■ **Given records**

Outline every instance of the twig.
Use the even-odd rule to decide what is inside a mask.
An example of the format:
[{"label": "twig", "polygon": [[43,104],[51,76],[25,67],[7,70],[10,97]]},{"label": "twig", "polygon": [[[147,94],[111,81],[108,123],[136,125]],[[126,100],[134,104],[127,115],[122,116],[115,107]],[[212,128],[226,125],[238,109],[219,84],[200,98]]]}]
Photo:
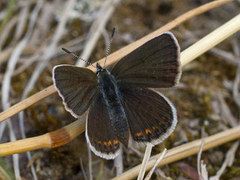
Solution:
[{"label": "twig", "polygon": [[[108,20],[112,17],[112,14],[119,4],[120,0],[105,0],[100,9],[98,18],[94,21],[90,28],[89,39],[85,43],[84,49],[80,57],[82,59],[88,60],[91,52],[93,51],[101,33],[102,29],[106,26]],[[86,62],[80,59],[76,63],[77,66],[84,67]]]},{"label": "twig", "polygon": [[[23,40],[20,41],[20,43],[14,49],[13,54],[12,54],[12,56],[11,56],[9,62],[8,62],[7,71],[5,73],[5,76],[4,76],[4,79],[3,79],[3,85],[2,85],[2,97],[3,97],[2,98],[2,104],[3,104],[4,109],[8,109],[10,107],[9,93],[10,93],[10,86],[11,86],[11,77],[12,77],[13,71],[15,69],[15,66],[17,64],[17,61],[18,61],[24,47],[27,45],[27,42],[28,42],[28,40],[31,36],[33,26],[35,24],[35,20],[36,20],[36,17],[38,15],[38,12],[39,12],[41,6],[42,6],[42,1],[38,1],[37,6],[33,9],[33,12],[32,12],[28,31],[27,31],[25,37],[23,38]],[[2,138],[2,134],[4,132],[6,124],[4,123],[4,124],[1,124],[1,125],[2,126],[0,126],[0,139]],[[16,136],[15,136],[15,133],[13,131],[10,119],[8,120],[8,127],[9,127],[9,130],[10,130],[11,141],[16,141]],[[21,176],[20,176],[20,170],[19,170],[18,154],[13,156],[13,161],[14,161],[15,177],[16,177],[16,179],[20,179]],[[35,173],[34,169],[33,169],[33,173]]]},{"label": "twig", "polygon": [[203,178],[201,156],[202,156],[202,151],[203,151],[204,144],[205,144],[205,142],[203,140],[202,143],[201,143],[201,146],[199,148],[198,156],[197,156],[197,170],[198,170],[198,175],[199,175],[200,179]]},{"label": "twig", "polygon": [[238,59],[238,64],[237,64],[237,72],[236,72],[236,77],[233,83],[233,100],[234,102],[238,105],[240,108],[240,94],[239,94],[239,87],[240,87],[240,46],[239,46],[239,41],[237,39],[233,39],[233,50],[236,58]]},{"label": "twig", "polygon": [[235,153],[239,146],[239,141],[235,142],[232,147],[228,150],[226,158],[222,164],[222,167],[218,170],[217,174],[213,177],[210,177],[210,180],[218,180],[225,171],[227,167],[230,167],[233,164]]},{"label": "twig", "polygon": [[92,176],[92,152],[90,150],[89,145],[88,146],[88,170],[89,170],[89,180],[93,180]]},{"label": "twig", "polygon": [[[203,138],[205,141],[203,151],[206,151],[213,147],[217,147],[221,144],[238,138],[240,138],[240,126]],[[181,146],[168,150],[162,161],[158,164],[158,167],[196,154],[199,151],[203,139],[194,140],[190,143],[183,144]],[[156,162],[158,157],[159,155],[151,157],[147,164],[147,170],[154,166],[154,163]],[[140,168],[141,165],[137,165],[132,169],[124,172],[120,176],[113,178],[113,180],[134,179],[138,175]]]},{"label": "twig", "polygon": [[80,167],[81,167],[84,179],[87,180],[88,178],[87,178],[87,174],[86,174],[86,171],[85,171],[83,163],[82,163],[82,158],[80,158]]},{"label": "twig", "polygon": [[149,180],[152,177],[152,174],[155,171],[157,165],[160,163],[160,161],[163,159],[166,153],[167,153],[167,149],[165,148],[144,180]]},{"label": "twig", "polygon": [[114,167],[116,167],[116,176],[123,173],[123,156],[122,156],[122,146],[120,147],[119,155],[114,159]]},{"label": "twig", "polygon": [[212,52],[213,54],[216,54],[217,56],[219,56],[220,58],[222,58],[224,61],[228,63],[231,63],[233,65],[238,64],[238,60],[229,52],[226,52],[216,47],[210,49],[210,52]]},{"label": "twig", "polygon": [[146,168],[147,168],[147,163],[148,163],[149,158],[151,156],[152,147],[153,147],[152,144],[147,144],[147,147],[145,149],[145,154],[144,154],[144,157],[143,157],[143,161],[142,161],[142,164],[141,164],[141,168],[140,168],[140,171],[139,171],[139,174],[138,174],[138,178],[137,178],[138,180],[142,180],[144,178]]}]

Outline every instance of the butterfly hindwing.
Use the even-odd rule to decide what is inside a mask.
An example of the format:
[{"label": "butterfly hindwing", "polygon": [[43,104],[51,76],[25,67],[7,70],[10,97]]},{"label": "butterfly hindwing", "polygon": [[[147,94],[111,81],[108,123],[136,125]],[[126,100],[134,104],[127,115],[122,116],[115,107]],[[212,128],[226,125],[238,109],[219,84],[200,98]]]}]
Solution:
[{"label": "butterfly hindwing", "polygon": [[111,73],[119,86],[172,87],[181,74],[179,56],[175,36],[165,32],[123,57]]},{"label": "butterfly hindwing", "polygon": [[146,88],[120,88],[131,135],[136,142],[161,143],[177,124],[176,109],[162,94]]},{"label": "butterfly hindwing", "polygon": [[89,110],[85,133],[90,148],[96,155],[114,159],[119,154],[120,143],[110,124],[102,95],[98,96]]},{"label": "butterfly hindwing", "polygon": [[65,109],[76,118],[88,109],[98,93],[97,76],[87,68],[55,66],[53,82],[63,99]]}]

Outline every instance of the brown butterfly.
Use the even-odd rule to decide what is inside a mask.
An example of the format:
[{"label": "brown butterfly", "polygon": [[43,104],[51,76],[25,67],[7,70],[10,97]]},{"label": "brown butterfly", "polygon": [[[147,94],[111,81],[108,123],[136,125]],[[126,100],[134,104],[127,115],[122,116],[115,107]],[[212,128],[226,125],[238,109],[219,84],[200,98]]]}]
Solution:
[{"label": "brown butterfly", "polygon": [[86,139],[98,156],[113,159],[120,143],[161,143],[177,124],[173,104],[149,88],[169,88],[181,75],[180,48],[165,32],[130,54],[113,68],[97,64],[97,73],[72,65],[53,68],[53,82],[67,111],[78,118],[89,109]]}]

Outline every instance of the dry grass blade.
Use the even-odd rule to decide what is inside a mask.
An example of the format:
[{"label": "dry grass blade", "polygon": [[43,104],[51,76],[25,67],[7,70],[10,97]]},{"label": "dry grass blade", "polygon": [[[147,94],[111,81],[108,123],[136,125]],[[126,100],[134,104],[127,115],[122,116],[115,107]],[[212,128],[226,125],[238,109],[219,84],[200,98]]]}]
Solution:
[{"label": "dry grass blade", "polygon": [[0,144],[0,156],[39,148],[55,148],[67,144],[85,130],[85,121],[79,119],[64,128],[41,136]]},{"label": "dry grass blade", "polygon": [[[225,23],[224,25],[222,25],[221,27],[219,27],[218,29],[216,29],[215,31],[213,31],[213,32],[210,33],[210,34],[215,37],[215,38],[214,38],[214,41],[220,42],[219,39],[223,40],[223,39],[222,39],[222,36],[216,36],[216,34],[221,33],[221,34],[224,35],[225,38],[227,38],[228,36],[232,35],[234,32],[236,32],[236,31],[238,31],[238,30],[240,30],[240,15],[234,17],[232,20],[230,20],[229,22]],[[207,35],[206,37],[208,37],[209,39],[212,39],[212,37],[211,37],[210,35]],[[192,61],[192,60],[193,60],[192,56],[193,56],[193,57],[196,57],[196,55],[195,55],[196,53],[198,54],[198,56],[200,56],[201,54],[200,54],[199,52],[204,53],[207,49],[212,48],[212,46],[213,46],[215,43],[214,43],[214,42],[209,43],[209,39],[206,38],[206,37],[204,37],[203,39],[201,39],[201,40],[199,41],[199,43],[201,43],[202,46],[199,46],[198,43],[195,43],[195,44],[193,44],[191,47],[189,47],[188,49],[186,49],[185,51],[183,51],[183,52],[181,53],[181,62],[182,62],[183,65],[185,65],[185,64],[187,64],[188,62]],[[196,47],[199,48],[198,51],[195,51]],[[200,48],[200,47],[201,47],[201,48]],[[190,52],[189,52],[189,51],[190,51]],[[185,56],[183,56],[183,54],[185,54]],[[192,56],[189,56],[190,54],[192,54]],[[188,56],[186,56],[186,55],[188,55]],[[48,91],[48,92],[47,92],[48,95],[55,92],[55,90],[53,89],[52,86],[49,87],[49,88],[47,88],[46,90]],[[44,94],[44,95],[46,96],[46,94]],[[35,94],[34,96],[37,96],[36,98],[39,98],[39,99],[42,98],[42,94],[40,94],[40,93]],[[40,97],[39,97],[39,96],[40,96]],[[32,101],[35,102],[35,101],[33,100],[33,98],[28,98],[28,100],[29,100],[30,102],[29,102],[27,105],[25,104],[25,106],[28,106],[29,104],[31,104]],[[23,102],[22,102],[22,103],[23,103]],[[23,105],[24,105],[24,103],[23,103]],[[17,110],[21,111],[21,110],[20,110],[20,109],[21,109],[21,106],[15,105],[15,106],[13,106],[13,107],[15,107]],[[14,112],[16,112],[16,111],[14,111]],[[12,115],[13,115],[14,112],[11,112],[10,110],[7,110],[7,111],[1,113],[0,118],[1,118],[2,116],[4,116],[5,118],[6,118],[6,117],[9,117],[9,114],[8,114],[8,113],[12,113]],[[3,120],[3,119],[4,119],[4,118],[1,118],[0,121]],[[75,124],[77,124],[77,126],[79,126],[78,128],[81,129],[81,131],[80,131],[80,130],[79,130],[79,131],[70,131],[69,133],[70,133],[72,136],[71,136],[71,138],[68,139],[68,141],[71,140],[72,137],[76,137],[76,136],[78,136],[79,134],[81,134],[81,133],[84,131],[84,129],[85,129],[84,120],[82,120],[82,119],[81,119],[81,120],[77,120],[76,122],[74,122],[74,123],[66,126],[66,128],[68,128],[68,127],[71,126],[71,125],[74,126]],[[66,131],[66,130],[64,130],[64,129],[65,129],[65,128],[62,128],[62,129],[60,129],[59,131],[60,131],[60,132]],[[73,134],[73,133],[74,133],[74,134]],[[54,134],[56,134],[56,133],[54,133]],[[23,145],[20,145],[20,146],[17,145],[17,147],[16,147],[15,144],[12,144],[12,146],[13,146],[14,148],[16,147],[16,149],[14,149],[14,148],[10,148],[10,149],[9,149],[9,148],[6,148],[6,147],[9,147],[9,146],[10,146],[10,143],[6,143],[7,146],[5,146],[5,144],[1,144],[1,145],[0,145],[0,150],[1,150],[1,151],[0,151],[0,154],[1,154],[1,155],[7,155],[7,154],[13,154],[13,153],[17,153],[17,152],[20,153],[20,152],[24,152],[24,151],[30,151],[30,150],[34,150],[34,149],[38,149],[38,148],[42,148],[42,147],[56,147],[54,144],[51,144],[52,141],[49,141],[49,139],[52,138],[51,135],[52,135],[52,133],[47,133],[47,134],[44,135],[43,139],[41,139],[41,141],[40,141],[40,142],[42,142],[43,144],[41,144],[40,142],[39,142],[39,144],[38,144],[38,143],[36,143],[36,142],[37,142],[37,141],[36,141],[36,142],[35,142],[35,145],[34,145],[33,142],[32,142],[32,138],[29,138],[29,139],[26,139],[26,140],[20,140],[21,143],[24,142],[24,145],[25,145],[26,147],[23,146]],[[65,135],[66,135],[66,134],[65,134]],[[49,136],[49,137],[46,137],[46,136]],[[233,136],[234,136],[234,134],[233,134]],[[226,138],[228,138],[228,137],[226,137]],[[28,140],[29,140],[30,146],[27,144],[27,141],[28,141]],[[45,141],[44,141],[44,140],[45,140]],[[60,141],[60,140],[59,140],[59,141]],[[15,143],[17,144],[18,142],[19,142],[19,141],[15,142]],[[66,141],[64,141],[64,143],[66,143]],[[63,143],[63,144],[64,144],[64,143]],[[4,148],[4,147],[5,147],[5,148]]]},{"label": "dry grass blade", "polygon": [[[118,61],[119,59],[124,57],[126,54],[128,54],[132,50],[136,49],[137,47],[139,47],[140,45],[142,45],[144,42],[148,41],[149,39],[152,39],[156,35],[164,32],[164,31],[167,31],[169,29],[172,29],[172,28],[176,27],[177,25],[185,22],[186,20],[188,20],[192,17],[195,17],[196,15],[199,15],[201,13],[209,11],[210,9],[213,9],[213,8],[218,7],[220,5],[226,4],[230,1],[232,1],[232,0],[217,0],[217,1],[214,1],[214,2],[211,2],[211,3],[207,3],[203,6],[200,6],[199,8],[193,9],[193,10],[179,16],[178,18],[176,18],[172,22],[170,22],[170,23],[166,24],[165,26],[159,28],[158,30],[154,31],[153,33],[151,33],[151,34],[143,37],[142,39],[140,39],[140,40],[138,40],[138,41],[136,41],[136,42],[134,42],[134,43],[132,43],[128,46],[125,46],[124,48],[116,51],[115,53],[112,53],[111,55],[109,55],[107,65]],[[239,24],[239,21],[236,22],[236,24]],[[234,26],[233,24],[231,24],[231,25]],[[231,31],[229,32],[229,36],[231,34],[233,34],[235,31],[237,31],[237,27],[231,29]],[[100,60],[100,62],[101,62],[100,64],[103,64],[103,61],[104,61],[104,58]],[[185,64],[187,64],[187,63],[185,63]],[[94,69],[92,69],[92,70],[94,70]],[[20,111],[26,109],[27,107],[33,105],[34,103],[36,103],[40,100],[50,96],[51,94],[53,94],[55,92],[56,92],[56,90],[54,89],[54,87],[49,86],[48,88],[40,91],[39,93],[37,93],[37,94],[19,102],[18,104],[15,104],[14,106],[9,108],[8,110],[0,113],[0,122],[9,118],[9,117],[11,117],[11,116],[13,116],[13,115],[15,115],[15,114],[17,114],[17,113],[19,113]]]},{"label": "dry grass blade", "polygon": [[160,163],[160,161],[163,159],[166,153],[167,153],[167,149],[165,148],[161,153],[161,155],[159,156],[159,158],[157,159],[157,161],[155,162],[153,168],[151,169],[151,171],[149,171],[149,173],[147,174],[144,180],[149,180],[152,177],[154,170],[156,169],[157,165]]},{"label": "dry grass blade", "polygon": [[[105,28],[108,20],[111,18],[119,2],[120,2],[119,0],[114,0],[114,1],[107,0],[103,2],[98,18],[93,22],[90,28],[89,39],[87,40],[84,46],[82,54],[80,55],[82,59],[88,60],[88,58],[90,57],[91,52],[93,51],[98,39],[100,38],[102,30]],[[80,67],[84,67],[86,66],[86,62],[79,59],[76,65]]]},{"label": "dry grass blade", "polygon": [[[198,139],[190,143],[178,146],[176,148],[168,150],[163,160],[158,164],[158,167],[165,164],[169,164],[171,162],[178,161],[180,159],[189,157],[191,155],[197,154],[202,144],[202,140],[205,141],[203,151],[206,151],[208,149],[217,147],[221,144],[224,144],[226,142],[229,142],[238,138],[240,138],[240,126],[217,133],[215,135],[212,135],[203,139]],[[147,164],[147,170],[150,170],[154,166],[154,163],[156,162],[158,157],[159,155],[155,155],[150,159],[150,161]],[[141,165],[137,165],[134,168],[124,172],[122,175],[113,179],[114,180],[133,179],[138,175],[140,171],[140,167]]]},{"label": "dry grass blade", "polygon": [[138,178],[137,178],[138,180],[143,180],[143,178],[144,178],[146,168],[147,168],[147,163],[148,163],[149,158],[151,156],[152,147],[153,147],[152,144],[148,144],[147,147],[146,147],[145,154],[144,154],[144,157],[143,157],[143,161],[142,161],[142,164],[141,164],[141,169],[139,171]]}]

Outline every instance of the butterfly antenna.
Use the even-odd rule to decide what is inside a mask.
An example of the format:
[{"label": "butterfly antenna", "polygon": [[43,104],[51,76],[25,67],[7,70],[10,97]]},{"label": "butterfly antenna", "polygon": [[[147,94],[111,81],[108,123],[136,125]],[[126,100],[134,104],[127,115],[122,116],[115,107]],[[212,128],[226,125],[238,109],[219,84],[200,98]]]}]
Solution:
[{"label": "butterfly antenna", "polygon": [[103,66],[103,67],[105,67],[105,65],[106,65],[107,57],[108,57],[109,52],[110,52],[110,50],[111,50],[111,44],[112,44],[112,40],[113,40],[113,36],[114,36],[115,30],[116,30],[116,28],[114,27],[114,28],[112,29],[112,35],[111,35],[111,37],[110,37],[109,44],[106,45],[106,56],[105,56],[104,66]]},{"label": "butterfly antenna", "polygon": [[98,68],[97,68],[96,66],[94,66],[92,63],[86,61],[85,59],[80,58],[78,55],[74,54],[73,52],[71,52],[71,51],[69,51],[69,50],[67,50],[67,49],[65,49],[65,48],[62,48],[62,50],[63,50],[64,52],[68,53],[68,54],[71,54],[72,56],[74,56],[74,57],[77,58],[77,59],[81,59],[82,61],[86,62],[88,65],[91,65],[92,67],[98,69]]}]

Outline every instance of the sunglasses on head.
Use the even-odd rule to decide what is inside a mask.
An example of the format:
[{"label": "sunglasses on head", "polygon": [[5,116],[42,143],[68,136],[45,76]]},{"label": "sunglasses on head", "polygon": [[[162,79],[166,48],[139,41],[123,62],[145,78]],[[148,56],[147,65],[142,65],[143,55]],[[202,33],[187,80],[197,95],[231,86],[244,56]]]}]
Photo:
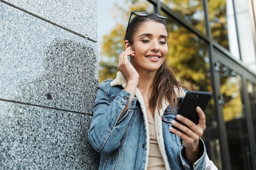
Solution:
[{"label": "sunglasses on head", "polygon": [[127,34],[127,31],[128,31],[128,27],[129,26],[129,24],[130,23],[130,21],[131,18],[132,18],[132,15],[133,14],[136,15],[137,16],[142,16],[142,17],[148,16],[149,14],[154,14],[159,18],[164,19],[165,20],[166,22],[166,20],[167,19],[167,18],[166,17],[166,16],[164,16],[162,15],[161,15],[157,13],[148,13],[147,12],[143,12],[143,11],[132,11],[131,12],[131,15],[130,15],[130,18],[129,19],[129,22],[128,22],[128,25],[127,25],[127,28],[126,29],[126,32],[125,33],[125,40],[126,40],[126,34]]}]

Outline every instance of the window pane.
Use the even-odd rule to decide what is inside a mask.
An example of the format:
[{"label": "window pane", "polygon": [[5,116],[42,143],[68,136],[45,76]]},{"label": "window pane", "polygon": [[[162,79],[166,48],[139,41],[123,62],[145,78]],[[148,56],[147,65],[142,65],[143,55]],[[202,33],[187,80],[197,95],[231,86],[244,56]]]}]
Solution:
[{"label": "window pane", "polygon": [[249,140],[241,95],[241,75],[221,64],[220,77],[231,169],[252,170]]},{"label": "window pane", "polygon": [[209,0],[208,6],[213,40],[239,59],[232,0]]},{"label": "window pane", "polygon": [[[189,90],[212,93],[207,44],[171,17],[167,18],[167,24],[169,29],[167,59],[179,81]],[[204,113],[207,128],[202,138],[209,157],[220,167],[220,146],[213,99]]]},{"label": "window pane", "polygon": [[250,100],[251,113],[252,117],[255,140],[256,141],[256,84],[248,81],[247,82],[247,91]]},{"label": "window pane", "polygon": [[202,33],[205,33],[204,12],[202,0],[161,0]]},{"label": "window pane", "polygon": [[241,60],[256,72],[256,57],[248,1],[234,0]]}]

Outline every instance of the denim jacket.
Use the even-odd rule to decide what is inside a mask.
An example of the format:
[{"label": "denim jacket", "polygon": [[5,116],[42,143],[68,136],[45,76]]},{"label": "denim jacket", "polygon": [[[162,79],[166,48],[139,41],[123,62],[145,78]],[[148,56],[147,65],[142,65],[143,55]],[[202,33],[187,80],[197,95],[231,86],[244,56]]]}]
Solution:
[{"label": "denim jacket", "polygon": [[[92,147],[101,153],[99,170],[146,170],[149,152],[149,131],[146,109],[137,88],[135,96],[122,117],[119,118],[130,94],[123,90],[126,80],[120,72],[114,80],[103,81],[99,86],[88,133]],[[184,97],[182,89],[177,95]],[[166,170],[204,170],[206,149],[200,140],[200,157],[190,165],[184,156],[180,137],[169,128],[175,118],[173,110],[165,101],[159,112],[155,113],[157,139]]]}]

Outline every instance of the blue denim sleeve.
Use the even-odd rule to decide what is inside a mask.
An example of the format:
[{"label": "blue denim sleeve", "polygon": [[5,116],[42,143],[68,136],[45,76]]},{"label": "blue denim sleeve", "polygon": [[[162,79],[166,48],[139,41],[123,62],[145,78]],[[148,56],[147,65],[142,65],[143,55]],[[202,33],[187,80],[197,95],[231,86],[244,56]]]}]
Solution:
[{"label": "blue denim sleeve", "polygon": [[194,163],[193,166],[189,163],[186,160],[185,156],[185,148],[182,147],[180,151],[180,157],[181,161],[183,166],[183,167],[185,170],[204,170],[205,168],[206,161],[205,155],[206,154],[206,148],[204,143],[203,140],[200,139],[199,140],[199,145],[200,148],[200,158]]},{"label": "blue denim sleeve", "polygon": [[111,101],[108,94],[110,88],[104,82],[99,86],[88,134],[92,146],[97,152],[105,154],[110,153],[118,148],[137,102],[137,98],[134,97],[125,115],[118,120],[129,102],[130,94],[120,90]]}]

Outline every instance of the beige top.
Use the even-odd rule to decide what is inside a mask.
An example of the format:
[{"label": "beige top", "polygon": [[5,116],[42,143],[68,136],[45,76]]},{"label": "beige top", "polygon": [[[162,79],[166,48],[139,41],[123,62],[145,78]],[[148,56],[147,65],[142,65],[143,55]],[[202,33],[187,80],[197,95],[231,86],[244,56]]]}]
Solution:
[{"label": "beige top", "polygon": [[157,141],[154,119],[152,116],[148,116],[148,119],[150,136],[148,170],[165,170],[164,159],[160,152],[160,150]]}]

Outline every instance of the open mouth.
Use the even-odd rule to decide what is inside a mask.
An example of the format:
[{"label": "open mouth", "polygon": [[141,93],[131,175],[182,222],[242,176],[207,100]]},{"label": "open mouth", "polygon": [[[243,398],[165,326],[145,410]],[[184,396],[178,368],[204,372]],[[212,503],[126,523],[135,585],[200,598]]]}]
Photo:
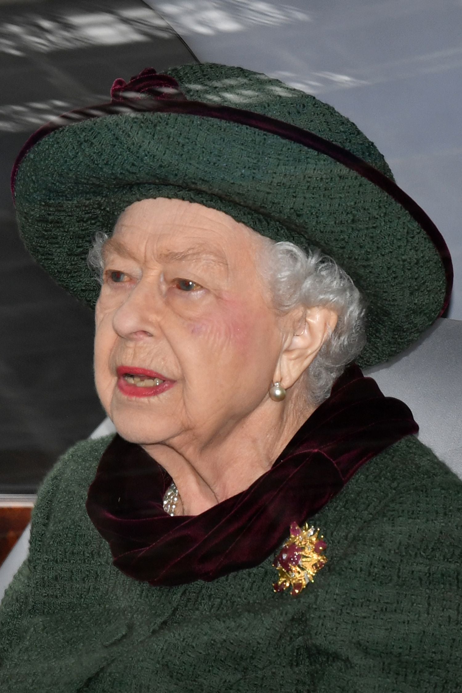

■ **Instructions for the task**
Collect every line of the data above that contains the word "blue".

■ **Solution**
Outline every instance of the blue denim sleeve.
[{"label": "blue denim sleeve", "polygon": [[5,116],[42,143],[68,136],[45,76]]},{"label": "blue denim sleeve", "polygon": [[[162,79],[166,48],[139,41],[123,62],[145,78]],[[148,56],[147,65],[142,65],[143,55]],[[202,33],[187,80],[197,95],[231,86],[244,56]]]}]
[{"label": "blue denim sleeve", "polygon": [[194,163],[193,166],[189,163],[186,160],[185,156],[185,148],[182,147],[180,151],[180,157],[181,161],[183,166],[183,167],[185,170],[204,170],[205,168],[206,161],[205,155],[206,154],[206,148],[204,143],[203,140],[200,139],[199,140],[199,145],[200,148],[200,158]]},{"label": "blue denim sleeve", "polygon": [[111,101],[108,94],[110,88],[104,82],[99,86],[88,134],[92,146],[97,152],[105,154],[110,153],[118,148],[137,102],[137,98],[134,97],[125,115],[118,120],[129,102],[130,94],[120,90]]}]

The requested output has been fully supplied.